# Goal of the exercise
Convert the listing, from the line containing "Where can the paved" up to and including its final line, into a numbered list. Leave out any blank lines.

# Exercise input
- - -
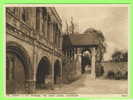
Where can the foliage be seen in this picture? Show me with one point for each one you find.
(101, 49)
(120, 56)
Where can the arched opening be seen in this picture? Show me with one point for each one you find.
(57, 71)
(86, 61)
(17, 68)
(42, 71)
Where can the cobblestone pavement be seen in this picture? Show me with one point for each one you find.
(85, 85)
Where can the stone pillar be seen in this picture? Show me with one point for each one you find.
(93, 61)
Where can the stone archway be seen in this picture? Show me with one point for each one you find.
(57, 71)
(18, 67)
(42, 71)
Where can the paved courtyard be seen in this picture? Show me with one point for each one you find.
(85, 85)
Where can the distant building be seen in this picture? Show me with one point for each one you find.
(33, 48)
- - -
# Solution for this task
1. Where can the paved courtyard be seen in this picture? Show me with one point for each one you find.
2. (85, 85)
3. Where can the distant building be seen in this picture? Show me with one point for each one you find.
4. (33, 48)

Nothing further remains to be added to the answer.